Work order 1 » Translate this sentence from the passage on Dr. Joseph Warren into Spanish: "A monument marks where Dr. Joseph Warren died."
Work order 2 » In the passage on Dr. Joseph Warren, who replaced General Thomas Gage after he was recalled to England?
Work order 3 » From the passage on Dr. Joseph Warren, list every person whom Dr. Warren is stated to have sent on a mission.

Page extract »
┌──

Paul Revere was chosen to deliver the Suffolk Resolves to the First Continental Congress in Philadelphia, Pennsylvania.
When the Suffolk Resolves were endorsed by the Continental Congress on September 17, 1774, John Adams wrote in his diary:
"This was one of the happiest days of my life. In Congress we had generous, noble sentiments, and manly eloquence. This day convinced me that America will support Massachusetts or perish with her."
The King ordered British General Thomas Gage to bring Massachusetts into submission.
Gage tried to outlaw the numerous "town hall meetings" and silence their rebellious "resolutions."
Gage wrote: "democracy is too prevalent in America."
Dr. Warren sent Benedict Arnold and Ethan Allen to capture Fort Ticonderoga.
Dr. Joseph Warren sent Paul Revere and William Dawes on their midnight ride to warn Lexington and Concord that the government was coming to seize their guns.
The British soldiers, under orders from British General Thomas Gage, were headed to Pastor Jonas Clarke's parsonage to arrest two anti-government activists:
Tea Party leader Samuel Adams and businessman John Hancock, who was targeted by the King's tax collectors, having had his ship Liberty confiscated.
Rev. Jonas Clarke's parsonage had been built by John Hancock's grandfather, who was the previous pastor there.
Dr. Joseph Warren became President of the Massachusetts Provincial Congress, April of 1775.
In June of 1775, British ships entered Boston's harbor, commanded by British General William Howe.
The 34-year-old Dr. Joseph Warren joined the Massachusetts militia.
Though appointed a Major General by the Provincial Congress, Dr. Warren chose to serve as a private, acknowledging that General Israel Putnam and Colonel William Prescott had more military experience.
On June 17, 1775, Dr. Joseph Warren asked to be placed where the heaviest fighting would be and Putnam pointed to Bunker Hill.
He fought in the redoubt, repelling the British soldiers, till he ran out of ammunition.
The British made a third and final assault on the hill, and Dr. Joseph Warren was killed instantly by a musket ball in the head.
The British stripped his body, bayoneted it until it was unrecognizable, then shoved it into a ditch.
The 1,054 British casualties from the battle resulted in British General Thomas Gage being recalled to England. He was replaced by British General William Howe.
Ten months after the Battle of Bunker Hill, Paul Revere helped identify the remains of Dr. Joseph Warren by examining an artificial tooth he had placed in his jaw.
A monument marks where Dr. Joseph Warren died.
So courageous and inspiring a leader was Warren, that in 1782, a loyalist Peter Oliver, wrote that had Warren survived, Washington would have been “an obscurity.”
British Royal Governor Thomas Hutchinson speculated:
“If (Warren) had lived, he bid as fair as any man to advance himself to the summit of political as well as military affairs and to become the Cromwell of North America.”

└──

[Spatial localization data]

┌──

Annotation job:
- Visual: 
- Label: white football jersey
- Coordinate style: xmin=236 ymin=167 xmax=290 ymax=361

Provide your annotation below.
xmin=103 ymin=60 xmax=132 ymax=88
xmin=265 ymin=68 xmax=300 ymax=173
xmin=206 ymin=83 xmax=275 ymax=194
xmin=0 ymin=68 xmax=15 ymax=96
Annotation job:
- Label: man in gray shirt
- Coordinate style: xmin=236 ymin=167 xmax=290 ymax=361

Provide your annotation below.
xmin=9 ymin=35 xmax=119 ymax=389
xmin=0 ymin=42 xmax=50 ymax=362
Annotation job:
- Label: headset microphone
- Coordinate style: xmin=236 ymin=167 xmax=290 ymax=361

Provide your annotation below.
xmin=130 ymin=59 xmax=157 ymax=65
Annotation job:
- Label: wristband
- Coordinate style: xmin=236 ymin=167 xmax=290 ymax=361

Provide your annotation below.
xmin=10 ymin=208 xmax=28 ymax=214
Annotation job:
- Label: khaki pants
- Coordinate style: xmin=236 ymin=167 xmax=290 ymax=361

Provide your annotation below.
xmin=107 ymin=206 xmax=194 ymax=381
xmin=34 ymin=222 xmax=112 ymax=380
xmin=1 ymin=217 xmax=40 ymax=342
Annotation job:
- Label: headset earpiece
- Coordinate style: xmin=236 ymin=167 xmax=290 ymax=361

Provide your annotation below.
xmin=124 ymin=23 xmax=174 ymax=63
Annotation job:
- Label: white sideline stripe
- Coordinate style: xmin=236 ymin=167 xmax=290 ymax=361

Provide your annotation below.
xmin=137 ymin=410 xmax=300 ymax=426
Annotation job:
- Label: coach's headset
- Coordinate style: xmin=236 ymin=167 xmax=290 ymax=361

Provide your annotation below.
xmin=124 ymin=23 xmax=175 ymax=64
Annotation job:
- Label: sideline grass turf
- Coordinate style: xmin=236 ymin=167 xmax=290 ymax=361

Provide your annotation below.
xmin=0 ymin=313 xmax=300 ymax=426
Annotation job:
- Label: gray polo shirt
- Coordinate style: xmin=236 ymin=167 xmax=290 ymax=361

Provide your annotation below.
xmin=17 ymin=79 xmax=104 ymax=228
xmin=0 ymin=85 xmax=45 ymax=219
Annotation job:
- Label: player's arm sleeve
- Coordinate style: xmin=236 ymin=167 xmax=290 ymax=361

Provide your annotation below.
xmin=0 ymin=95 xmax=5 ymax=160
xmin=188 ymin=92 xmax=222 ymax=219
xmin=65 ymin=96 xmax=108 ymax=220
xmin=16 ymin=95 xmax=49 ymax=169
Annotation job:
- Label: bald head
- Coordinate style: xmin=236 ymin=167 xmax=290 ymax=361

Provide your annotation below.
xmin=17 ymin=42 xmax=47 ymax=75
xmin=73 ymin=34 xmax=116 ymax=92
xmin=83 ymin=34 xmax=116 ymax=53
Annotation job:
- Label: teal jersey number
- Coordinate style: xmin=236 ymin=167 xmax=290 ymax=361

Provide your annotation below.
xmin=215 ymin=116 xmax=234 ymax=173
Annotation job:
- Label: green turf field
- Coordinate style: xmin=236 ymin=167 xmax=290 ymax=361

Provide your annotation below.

└──

Reply 1 » Un monumento señala el lugar donde murió el Dr. Joseph Warren.

Reply 2 » British General William Howe.

Reply 3 »
Benedict Arnold
Ethan Allen
Paul Revere
William Dawes